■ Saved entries
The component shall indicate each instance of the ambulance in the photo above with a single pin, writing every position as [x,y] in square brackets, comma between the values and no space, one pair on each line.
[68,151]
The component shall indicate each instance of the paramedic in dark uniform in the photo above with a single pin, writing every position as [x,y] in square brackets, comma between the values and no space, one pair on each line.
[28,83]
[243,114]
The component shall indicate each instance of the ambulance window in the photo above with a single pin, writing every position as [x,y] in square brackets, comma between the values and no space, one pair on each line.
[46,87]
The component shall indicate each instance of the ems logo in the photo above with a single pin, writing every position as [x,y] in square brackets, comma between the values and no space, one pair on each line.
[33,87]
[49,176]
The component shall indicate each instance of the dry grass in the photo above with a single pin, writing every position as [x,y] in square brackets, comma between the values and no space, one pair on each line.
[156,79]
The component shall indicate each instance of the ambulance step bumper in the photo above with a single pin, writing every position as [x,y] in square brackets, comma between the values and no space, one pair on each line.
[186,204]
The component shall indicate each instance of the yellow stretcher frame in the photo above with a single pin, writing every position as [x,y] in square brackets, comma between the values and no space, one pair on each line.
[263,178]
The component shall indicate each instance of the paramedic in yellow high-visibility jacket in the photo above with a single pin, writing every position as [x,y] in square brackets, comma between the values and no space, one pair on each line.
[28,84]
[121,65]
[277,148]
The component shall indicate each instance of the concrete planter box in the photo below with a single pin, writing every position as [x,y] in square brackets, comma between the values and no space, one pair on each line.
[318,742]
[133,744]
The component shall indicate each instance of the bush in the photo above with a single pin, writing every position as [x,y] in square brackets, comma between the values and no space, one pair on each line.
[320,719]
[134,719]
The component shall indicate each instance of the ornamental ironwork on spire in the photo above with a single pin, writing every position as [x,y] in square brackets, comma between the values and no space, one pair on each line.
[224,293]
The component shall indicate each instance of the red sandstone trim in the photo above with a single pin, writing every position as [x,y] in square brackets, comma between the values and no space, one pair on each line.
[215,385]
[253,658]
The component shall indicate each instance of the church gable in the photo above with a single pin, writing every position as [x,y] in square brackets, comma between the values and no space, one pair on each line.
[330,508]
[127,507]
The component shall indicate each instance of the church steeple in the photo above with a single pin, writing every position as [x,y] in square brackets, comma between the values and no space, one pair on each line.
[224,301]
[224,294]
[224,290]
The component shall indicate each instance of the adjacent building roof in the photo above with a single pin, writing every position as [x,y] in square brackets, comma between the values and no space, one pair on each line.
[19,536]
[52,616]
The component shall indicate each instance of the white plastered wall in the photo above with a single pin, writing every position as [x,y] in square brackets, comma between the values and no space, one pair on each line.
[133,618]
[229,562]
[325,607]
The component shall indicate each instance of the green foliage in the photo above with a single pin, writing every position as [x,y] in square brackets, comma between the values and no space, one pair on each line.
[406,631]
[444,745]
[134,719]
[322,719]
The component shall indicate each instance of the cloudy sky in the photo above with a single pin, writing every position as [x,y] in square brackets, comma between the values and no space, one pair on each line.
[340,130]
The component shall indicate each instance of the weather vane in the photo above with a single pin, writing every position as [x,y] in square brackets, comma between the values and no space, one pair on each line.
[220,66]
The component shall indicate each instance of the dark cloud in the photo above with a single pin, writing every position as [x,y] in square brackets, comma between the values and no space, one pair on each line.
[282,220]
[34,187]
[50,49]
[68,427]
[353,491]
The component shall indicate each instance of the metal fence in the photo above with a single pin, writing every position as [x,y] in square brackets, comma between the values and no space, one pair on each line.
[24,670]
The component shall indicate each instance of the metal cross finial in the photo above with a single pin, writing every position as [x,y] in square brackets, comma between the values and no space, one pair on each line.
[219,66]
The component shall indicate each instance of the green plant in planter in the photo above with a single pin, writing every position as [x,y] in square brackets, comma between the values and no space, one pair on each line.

■ WHAT IS BEING ASKED
Each line above must be reproduced exactly as it stands.

■ FULL SOLUTION
The component shall indicate each instance of the ambulance in the photo above with a single pin, writing every position as [x,y] in square brackets, comma between the values and no space, one pair on each line.
[68,151]
The component shall indicate each instance of the paramedic in dark uniform in the photo above with a single pin, writing every position as [x,y] in square brackets, comma between the values and no space, one pair on each line.
[28,83]
[243,114]
The component shall indicate each instance of the ambulance window in the photo above with a single pin, writing every position as [x,y] in square brackets, comma between the values and no space, one pair on each line.
[46,87]
The component shall indicate each instance of the ems logo in the photo above with a single pin, writing every position as [x,y] in square brackets, comma between the values and no space, one pair on each line.
[33,87]
[49,176]
The component shall indicate each instance of the dry grass in the photo above with a single pin, writing every position as [x,y] in square brackets, comma between the values and no space, one pair on each line.
[156,79]
The component shall indicate each instance of the ambulance step bumper in the photo above with a single pin, writing every position as [x,y] in square brackets, comma between the values and no space, one pair on each line.
[186,204]
The component shall indicate each instance of the yellow stretcher frame in the photo above with a single pin, writing every position as [x,y] in square brackets, comma between the values and no space, one pair on each line.
[263,178]
The component shall indicate each instance of the paramedic in yellow high-visibility jacket in the photo above with a single pin, writing every position as [x,y] in square brackets, comma between the values and no space, one pair on each line.
[28,84]
[121,65]
[277,148]
The component shall indicate each instance of the concrete planter box in the photo below with a single pin, writing every position as [x,y] in square brackets, comma between the values and no space, one pair on each line.
[318,742]
[133,744]
The component shall indicate each instance of the bush in the photo above with a single pin, writing every position as [x,y] in square brackets, comma between the values and no space, one pair on each line.
[320,719]
[134,719]
The component shall indicate each instance of the ornamental ironwork on spire in the photo above with a single pin, writing every position as [x,y] in square brackets, comma between the values and no space, one pair on each line.
[224,293]
The component shall indicate each instance of the red sandstone trim in the photo above with a single pin, writing every position as [x,y] in square brackets, comma between the values and no space, one pair on each line.
[215,385]
[253,658]
The component shall indicate each instance of the church gable in the photo above with a single pin, writing every position as [x,y] in square brackets, comma between the values and no space, one pair on each line.
[330,508]
[127,507]
The component shall indicate each instance of the church steeple in the photo above with a single pin, writing every position as [x,y] in square brackets, comma between the values and no space, one pair on each line.
[224,301]
[224,294]
[224,290]
The component shall indicate each instance of the adjacent building roof in the photo above with a single pin, writing every position as [x,y] in square brackets, comma between the values and no space, one pair on each line.
[19,536]
[52,616]
The component shall indicate each instance of the white plastered wall in the photo above with a single pin, writing every position as [x,y] in square brackets, comma between the values and no space, one pair on each line.
[133,618]
[229,562]
[325,607]
The component shall indicate each instance of the green foliage in the photo above with a single pin, writing every position as [x,y] in square brackets, comma between the values and no space, one pair on each line.
[406,631]
[444,745]
[134,719]
[322,719]
The component shall indicate each instance of the cloudy sky in the photo above with a single pin, writing every position as [x,y] in square brackets, comma between the values and no space, one pair on each line.
[340,130]
The component shall indicate each instance of the weather vane in the photo above with a single pin, writing every position as [x,y] in square brackets, comma between the values and no space, one pair on each line.
[220,66]
The component shall indicate each instance of the dark cloud in the photo above with a single pin, writing every position as [x,y] in square brackets, comma between the values and no space, one pair on each line.
[282,220]
[34,187]
[50,49]
[68,427]
[353,491]
The component shall indicate each instance of the metal fence in the photo above with a single pin, writing every position as [x,y] in square brackets, comma between the values and no space, one pair on each line.
[24,670]
The component shall indicate each instance of the metal cross finial in the photo above with a single pin, writing every position as [x,y] in square brackets, comma between the values and no space, one pair on each line.
[219,66]
The component shall indicate each instance of the green plant in planter in the photo above with a single pin, writing every position as [x,y] in square brackets, comma between the values and no space, one pair on each line.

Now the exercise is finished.